BEGIN
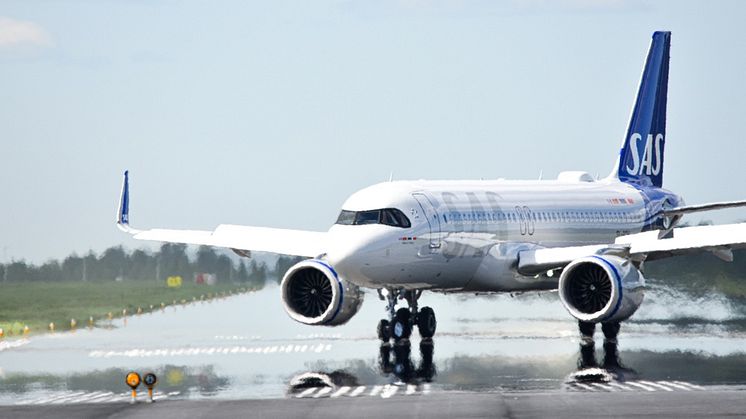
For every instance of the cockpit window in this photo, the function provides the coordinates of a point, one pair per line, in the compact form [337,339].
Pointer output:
[346,217]
[394,217]
[387,216]
[368,217]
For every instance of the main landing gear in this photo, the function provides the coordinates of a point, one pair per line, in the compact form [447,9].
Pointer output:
[400,323]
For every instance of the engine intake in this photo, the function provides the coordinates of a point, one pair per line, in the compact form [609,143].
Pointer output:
[314,294]
[601,289]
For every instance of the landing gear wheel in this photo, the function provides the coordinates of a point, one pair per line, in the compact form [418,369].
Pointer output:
[402,326]
[384,330]
[426,322]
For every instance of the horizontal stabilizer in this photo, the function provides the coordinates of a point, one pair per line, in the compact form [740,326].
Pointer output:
[719,240]
[260,239]
[703,207]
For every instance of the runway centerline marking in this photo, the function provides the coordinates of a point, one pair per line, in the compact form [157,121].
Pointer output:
[652,384]
[642,386]
[323,392]
[307,392]
[389,390]
[341,391]
[357,391]
[694,386]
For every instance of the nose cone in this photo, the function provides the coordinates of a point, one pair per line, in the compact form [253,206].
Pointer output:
[351,248]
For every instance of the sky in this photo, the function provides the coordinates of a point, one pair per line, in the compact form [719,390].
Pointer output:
[272,113]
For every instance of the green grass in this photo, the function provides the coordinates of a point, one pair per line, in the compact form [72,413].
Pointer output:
[36,304]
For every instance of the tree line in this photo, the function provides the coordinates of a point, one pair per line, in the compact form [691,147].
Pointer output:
[115,263]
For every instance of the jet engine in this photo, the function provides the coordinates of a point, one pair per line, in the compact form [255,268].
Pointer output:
[601,289]
[314,294]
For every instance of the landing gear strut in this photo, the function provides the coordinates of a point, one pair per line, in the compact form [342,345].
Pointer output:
[610,329]
[400,322]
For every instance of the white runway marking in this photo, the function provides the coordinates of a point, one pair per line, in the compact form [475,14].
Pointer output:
[307,392]
[604,387]
[388,391]
[652,384]
[78,397]
[621,386]
[357,391]
[674,385]
[642,386]
[323,392]
[694,386]
[341,391]
[224,350]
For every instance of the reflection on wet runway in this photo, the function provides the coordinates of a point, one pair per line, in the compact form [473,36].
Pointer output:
[246,347]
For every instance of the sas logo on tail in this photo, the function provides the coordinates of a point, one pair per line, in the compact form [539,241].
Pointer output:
[650,163]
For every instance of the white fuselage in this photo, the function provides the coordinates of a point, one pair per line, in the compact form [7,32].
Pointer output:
[466,235]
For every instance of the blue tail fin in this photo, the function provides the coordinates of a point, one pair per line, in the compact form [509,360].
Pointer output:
[641,157]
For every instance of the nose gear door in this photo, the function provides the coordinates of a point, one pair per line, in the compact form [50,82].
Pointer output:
[431,215]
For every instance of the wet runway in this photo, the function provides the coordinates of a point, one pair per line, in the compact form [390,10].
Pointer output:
[245,347]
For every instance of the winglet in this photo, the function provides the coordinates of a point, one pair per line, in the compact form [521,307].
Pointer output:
[123,212]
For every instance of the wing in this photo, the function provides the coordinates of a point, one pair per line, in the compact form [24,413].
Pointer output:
[720,240]
[244,238]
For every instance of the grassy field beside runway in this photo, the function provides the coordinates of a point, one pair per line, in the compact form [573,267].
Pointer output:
[36,304]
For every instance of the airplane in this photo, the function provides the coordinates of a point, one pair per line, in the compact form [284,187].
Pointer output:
[586,238]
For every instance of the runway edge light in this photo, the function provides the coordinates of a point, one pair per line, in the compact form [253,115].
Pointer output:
[133,380]
[150,380]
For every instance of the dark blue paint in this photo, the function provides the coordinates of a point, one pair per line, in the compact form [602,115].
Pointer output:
[619,284]
[648,117]
[124,216]
[341,289]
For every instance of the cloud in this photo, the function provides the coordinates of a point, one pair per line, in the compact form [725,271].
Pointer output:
[18,32]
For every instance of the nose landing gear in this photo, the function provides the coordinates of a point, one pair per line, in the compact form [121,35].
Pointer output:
[400,323]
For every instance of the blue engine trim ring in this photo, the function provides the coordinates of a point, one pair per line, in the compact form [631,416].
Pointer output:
[341,289]
[619,284]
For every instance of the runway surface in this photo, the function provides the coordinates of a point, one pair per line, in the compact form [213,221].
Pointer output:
[516,353]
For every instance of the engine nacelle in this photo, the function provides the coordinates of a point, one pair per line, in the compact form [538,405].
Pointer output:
[601,289]
[314,294]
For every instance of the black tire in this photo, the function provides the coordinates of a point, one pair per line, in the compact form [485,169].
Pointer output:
[402,326]
[384,330]
[426,322]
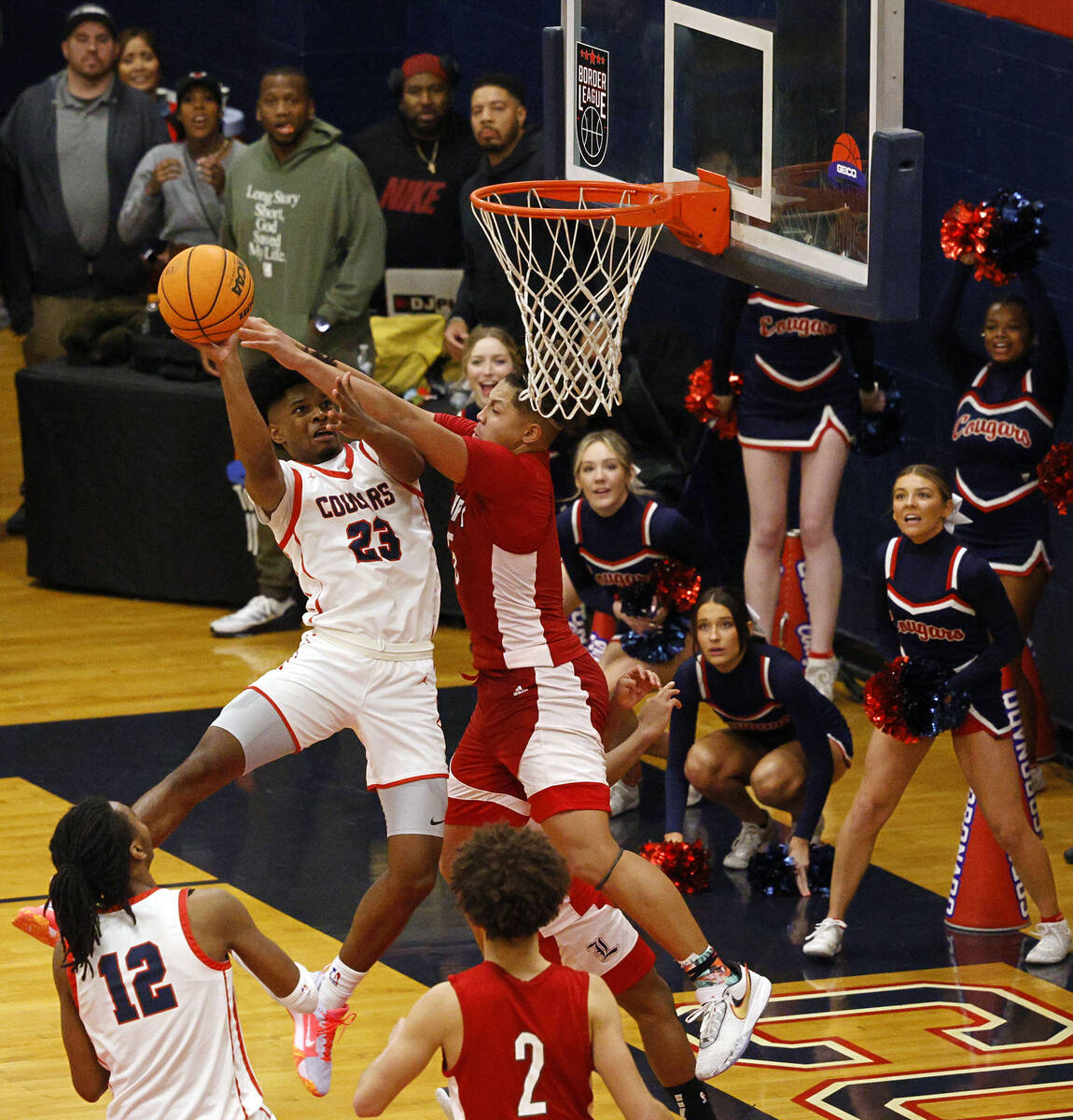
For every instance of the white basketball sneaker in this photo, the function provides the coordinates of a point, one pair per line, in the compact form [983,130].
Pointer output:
[826,940]
[727,1013]
[1052,945]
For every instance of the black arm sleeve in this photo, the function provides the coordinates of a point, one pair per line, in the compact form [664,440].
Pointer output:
[957,359]
[983,589]
[682,733]
[886,637]
[732,303]
[1051,364]
[814,717]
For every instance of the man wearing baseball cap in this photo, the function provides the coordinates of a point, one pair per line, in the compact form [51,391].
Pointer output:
[73,143]
[418,160]
[76,140]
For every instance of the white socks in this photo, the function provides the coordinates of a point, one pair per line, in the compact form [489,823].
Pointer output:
[337,985]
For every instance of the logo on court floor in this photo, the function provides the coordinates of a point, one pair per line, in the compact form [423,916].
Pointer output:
[591,104]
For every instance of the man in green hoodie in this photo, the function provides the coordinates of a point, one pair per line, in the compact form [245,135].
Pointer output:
[302,213]
[300,210]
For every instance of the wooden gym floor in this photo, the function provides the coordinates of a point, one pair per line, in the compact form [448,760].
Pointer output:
[104,695]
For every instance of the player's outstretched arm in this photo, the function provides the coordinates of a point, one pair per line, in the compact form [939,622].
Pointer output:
[614,1062]
[434,1023]
[443,449]
[88,1075]
[253,445]
[222,924]
[396,452]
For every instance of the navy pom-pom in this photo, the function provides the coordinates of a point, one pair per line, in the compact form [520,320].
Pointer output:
[772,872]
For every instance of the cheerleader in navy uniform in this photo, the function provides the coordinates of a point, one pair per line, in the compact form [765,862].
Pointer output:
[610,538]
[782,738]
[799,395]
[942,600]
[1002,428]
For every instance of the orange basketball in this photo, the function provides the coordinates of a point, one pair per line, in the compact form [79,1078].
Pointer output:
[205,294]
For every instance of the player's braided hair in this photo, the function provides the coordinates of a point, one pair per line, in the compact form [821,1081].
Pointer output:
[509,882]
[91,851]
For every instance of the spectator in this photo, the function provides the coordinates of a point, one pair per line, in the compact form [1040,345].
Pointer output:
[76,140]
[138,60]
[176,193]
[418,161]
[488,357]
[300,210]
[510,154]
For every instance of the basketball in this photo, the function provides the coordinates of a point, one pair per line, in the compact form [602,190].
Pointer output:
[205,294]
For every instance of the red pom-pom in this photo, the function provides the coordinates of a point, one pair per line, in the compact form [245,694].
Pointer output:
[883,701]
[1055,474]
[966,229]
[675,585]
[703,403]
[686,865]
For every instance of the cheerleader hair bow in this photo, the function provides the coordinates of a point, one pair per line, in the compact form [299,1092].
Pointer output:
[956,518]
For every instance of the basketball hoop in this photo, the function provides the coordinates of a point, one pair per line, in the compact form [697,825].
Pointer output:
[574,252]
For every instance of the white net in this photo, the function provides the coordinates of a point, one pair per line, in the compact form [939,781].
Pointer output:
[574,279]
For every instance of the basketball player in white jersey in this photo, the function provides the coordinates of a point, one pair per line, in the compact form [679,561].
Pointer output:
[351,518]
[146,987]
[532,749]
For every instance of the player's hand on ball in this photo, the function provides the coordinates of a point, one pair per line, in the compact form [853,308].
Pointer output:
[217,357]
[260,334]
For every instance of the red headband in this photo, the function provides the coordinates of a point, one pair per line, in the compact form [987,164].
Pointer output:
[424,64]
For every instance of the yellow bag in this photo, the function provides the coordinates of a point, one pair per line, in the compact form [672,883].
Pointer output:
[407,345]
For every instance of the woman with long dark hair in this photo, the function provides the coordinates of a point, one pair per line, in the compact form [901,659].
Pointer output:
[783,739]
[942,600]
[1011,396]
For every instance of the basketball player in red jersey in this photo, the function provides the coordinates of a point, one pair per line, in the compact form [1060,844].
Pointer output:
[532,749]
[520,1036]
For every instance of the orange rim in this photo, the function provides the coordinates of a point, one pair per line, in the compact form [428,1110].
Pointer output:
[654,202]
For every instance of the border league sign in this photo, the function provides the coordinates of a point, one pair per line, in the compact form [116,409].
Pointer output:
[591,102]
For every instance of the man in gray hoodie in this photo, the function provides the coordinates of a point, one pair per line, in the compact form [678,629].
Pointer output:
[300,210]
[74,141]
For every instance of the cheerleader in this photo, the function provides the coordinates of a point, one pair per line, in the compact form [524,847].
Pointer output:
[610,537]
[799,396]
[942,600]
[783,738]
[1002,428]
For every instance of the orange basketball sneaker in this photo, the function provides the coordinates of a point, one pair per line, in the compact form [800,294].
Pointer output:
[38,922]
[314,1037]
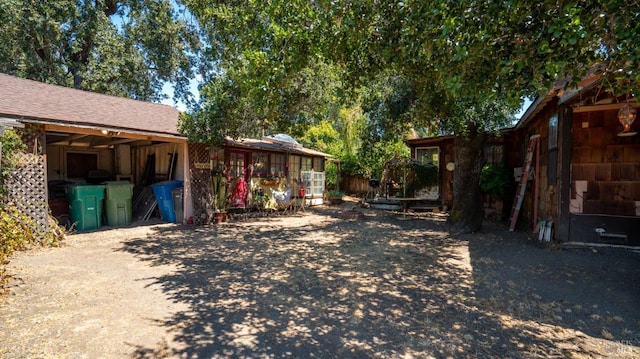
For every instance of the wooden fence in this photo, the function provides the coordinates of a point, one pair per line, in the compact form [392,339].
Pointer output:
[27,189]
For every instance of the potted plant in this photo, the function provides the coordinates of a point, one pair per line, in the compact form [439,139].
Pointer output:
[335,196]
[220,193]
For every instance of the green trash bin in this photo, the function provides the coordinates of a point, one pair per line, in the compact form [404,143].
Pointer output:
[118,202]
[85,205]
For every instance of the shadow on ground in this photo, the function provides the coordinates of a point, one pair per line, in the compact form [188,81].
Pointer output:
[383,287]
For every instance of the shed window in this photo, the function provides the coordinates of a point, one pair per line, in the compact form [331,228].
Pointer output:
[278,165]
[318,164]
[306,164]
[553,131]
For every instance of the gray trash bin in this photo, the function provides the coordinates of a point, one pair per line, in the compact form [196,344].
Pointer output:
[178,203]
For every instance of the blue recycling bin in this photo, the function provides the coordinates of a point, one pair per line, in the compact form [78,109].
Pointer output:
[162,192]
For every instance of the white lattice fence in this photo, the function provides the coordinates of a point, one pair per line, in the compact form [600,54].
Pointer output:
[27,189]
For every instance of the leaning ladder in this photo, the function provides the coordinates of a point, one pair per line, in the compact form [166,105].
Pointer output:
[534,144]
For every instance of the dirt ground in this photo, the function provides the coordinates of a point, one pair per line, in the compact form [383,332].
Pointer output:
[317,285]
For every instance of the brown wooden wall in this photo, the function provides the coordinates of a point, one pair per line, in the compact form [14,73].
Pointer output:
[547,189]
[605,167]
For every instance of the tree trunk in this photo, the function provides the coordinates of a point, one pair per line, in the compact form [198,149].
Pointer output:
[467,213]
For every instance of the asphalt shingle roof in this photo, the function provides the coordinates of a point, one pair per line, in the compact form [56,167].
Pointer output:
[27,99]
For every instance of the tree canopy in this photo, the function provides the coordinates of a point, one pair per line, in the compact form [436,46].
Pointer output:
[452,66]
[128,48]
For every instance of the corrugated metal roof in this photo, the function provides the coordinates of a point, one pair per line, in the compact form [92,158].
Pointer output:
[270,144]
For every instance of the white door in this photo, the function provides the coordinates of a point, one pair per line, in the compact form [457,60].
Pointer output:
[429,155]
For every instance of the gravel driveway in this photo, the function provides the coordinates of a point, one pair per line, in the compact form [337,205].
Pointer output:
[316,285]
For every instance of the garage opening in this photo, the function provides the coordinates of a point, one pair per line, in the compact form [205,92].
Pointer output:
[77,157]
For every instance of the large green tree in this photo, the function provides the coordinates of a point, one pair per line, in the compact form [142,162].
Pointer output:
[128,48]
[455,65]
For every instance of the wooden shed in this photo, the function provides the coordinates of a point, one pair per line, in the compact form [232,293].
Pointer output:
[589,183]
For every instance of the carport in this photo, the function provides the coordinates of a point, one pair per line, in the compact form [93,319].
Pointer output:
[86,137]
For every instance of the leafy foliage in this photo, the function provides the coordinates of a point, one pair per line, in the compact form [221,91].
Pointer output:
[122,48]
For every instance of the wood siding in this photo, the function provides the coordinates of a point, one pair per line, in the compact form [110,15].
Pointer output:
[605,168]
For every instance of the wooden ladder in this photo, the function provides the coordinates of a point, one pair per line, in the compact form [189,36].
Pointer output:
[534,142]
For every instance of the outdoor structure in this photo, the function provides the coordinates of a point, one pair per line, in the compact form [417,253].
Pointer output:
[589,165]
[252,170]
[85,137]
[440,151]
[587,162]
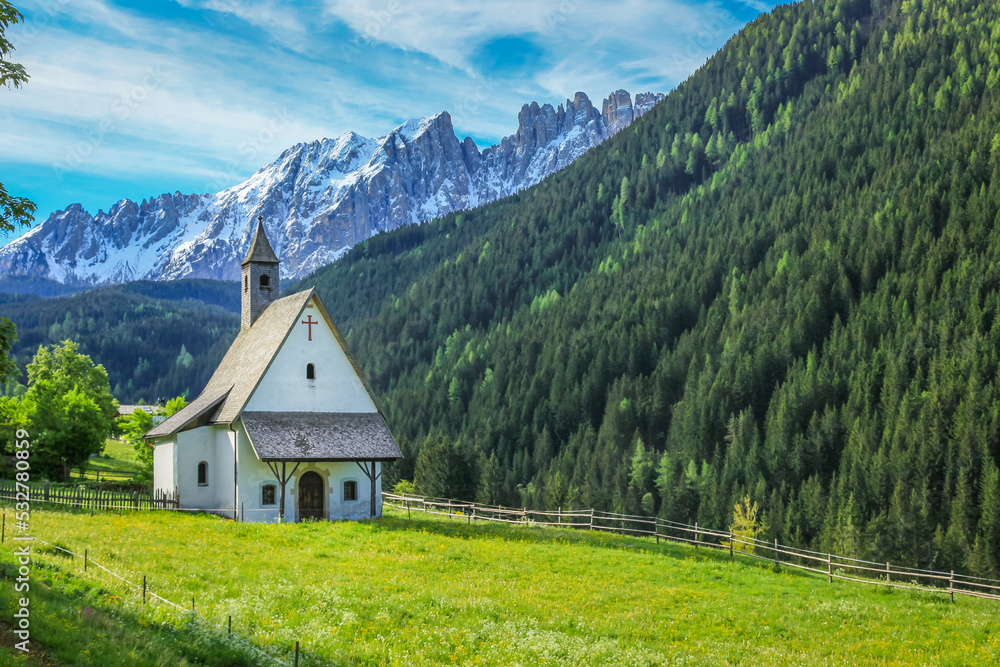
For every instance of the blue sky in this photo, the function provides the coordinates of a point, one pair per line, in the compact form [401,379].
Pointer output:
[133,99]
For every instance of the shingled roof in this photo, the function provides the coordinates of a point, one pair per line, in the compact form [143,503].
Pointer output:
[241,370]
[260,248]
[320,436]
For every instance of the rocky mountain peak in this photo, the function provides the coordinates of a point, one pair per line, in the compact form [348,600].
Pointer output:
[317,198]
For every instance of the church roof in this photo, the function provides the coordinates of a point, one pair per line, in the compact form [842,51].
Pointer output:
[260,247]
[320,436]
[241,370]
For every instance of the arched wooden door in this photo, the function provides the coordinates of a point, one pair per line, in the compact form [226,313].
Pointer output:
[311,496]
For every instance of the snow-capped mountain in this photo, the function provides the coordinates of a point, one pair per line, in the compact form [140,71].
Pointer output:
[318,199]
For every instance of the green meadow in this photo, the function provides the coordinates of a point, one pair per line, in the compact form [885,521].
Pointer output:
[434,590]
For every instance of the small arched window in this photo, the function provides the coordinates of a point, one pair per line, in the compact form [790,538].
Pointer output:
[268,493]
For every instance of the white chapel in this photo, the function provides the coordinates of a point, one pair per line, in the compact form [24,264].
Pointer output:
[287,426]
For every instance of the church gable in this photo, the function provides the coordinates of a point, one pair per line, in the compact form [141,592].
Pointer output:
[311,371]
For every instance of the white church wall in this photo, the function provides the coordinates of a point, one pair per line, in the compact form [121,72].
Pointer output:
[224,482]
[336,388]
[339,508]
[193,447]
[164,458]
[253,475]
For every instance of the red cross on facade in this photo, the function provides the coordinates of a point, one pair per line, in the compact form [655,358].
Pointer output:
[308,321]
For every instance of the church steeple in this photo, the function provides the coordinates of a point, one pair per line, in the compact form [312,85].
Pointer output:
[260,276]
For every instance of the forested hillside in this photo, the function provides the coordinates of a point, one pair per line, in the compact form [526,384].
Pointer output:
[782,281]
[156,340]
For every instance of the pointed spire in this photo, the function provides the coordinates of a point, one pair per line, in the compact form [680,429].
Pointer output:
[260,248]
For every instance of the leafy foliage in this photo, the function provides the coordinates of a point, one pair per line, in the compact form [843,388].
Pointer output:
[154,339]
[67,409]
[14,211]
[746,523]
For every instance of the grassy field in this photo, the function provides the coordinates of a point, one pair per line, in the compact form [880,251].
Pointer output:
[437,591]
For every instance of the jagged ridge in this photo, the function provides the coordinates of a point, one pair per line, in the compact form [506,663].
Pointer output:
[318,199]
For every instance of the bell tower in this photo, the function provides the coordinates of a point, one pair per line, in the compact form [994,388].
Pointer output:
[260,277]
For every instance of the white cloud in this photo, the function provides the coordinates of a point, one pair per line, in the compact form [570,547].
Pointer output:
[153,95]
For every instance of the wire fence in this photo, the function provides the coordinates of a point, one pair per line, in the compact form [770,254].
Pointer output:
[144,588]
[831,565]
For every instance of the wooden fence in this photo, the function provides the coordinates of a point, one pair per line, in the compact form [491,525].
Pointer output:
[828,565]
[97,499]
[105,475]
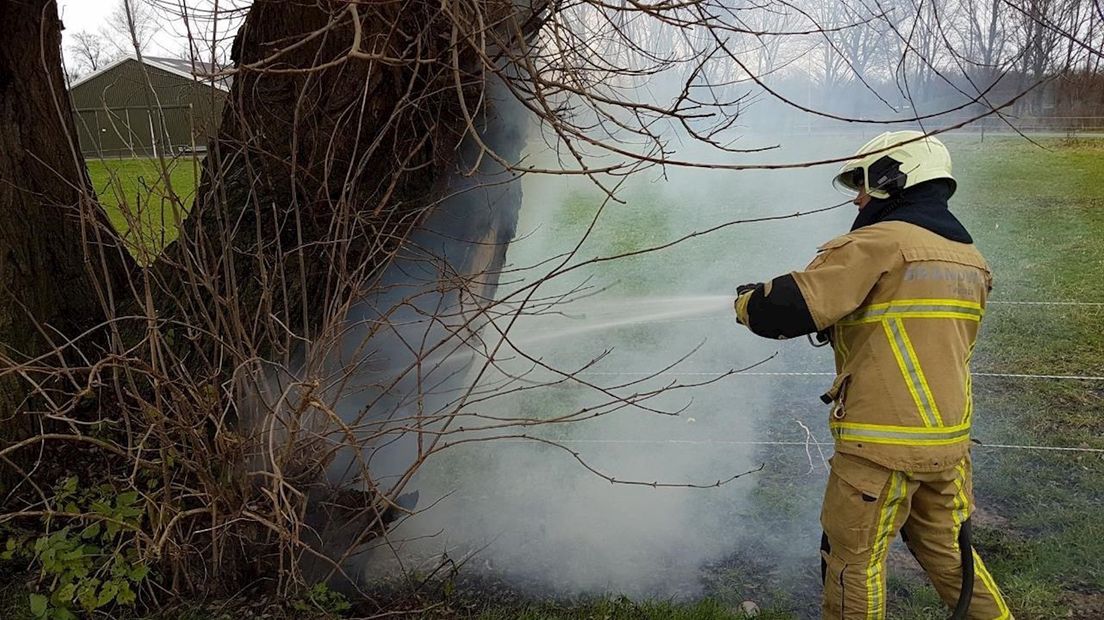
END
**Job:** List every line of the items above that contains the string "arched", matching case exactly.

**Completed exercise:**
For every instance of the arched wooden door in this photo, the function provides the coordinates of a point, one pair per line, in the compact form [226,313].
For every instance of the small arched window in this photo, the function provides the coordinates of a point, one pair per line, in the compact form [790,538].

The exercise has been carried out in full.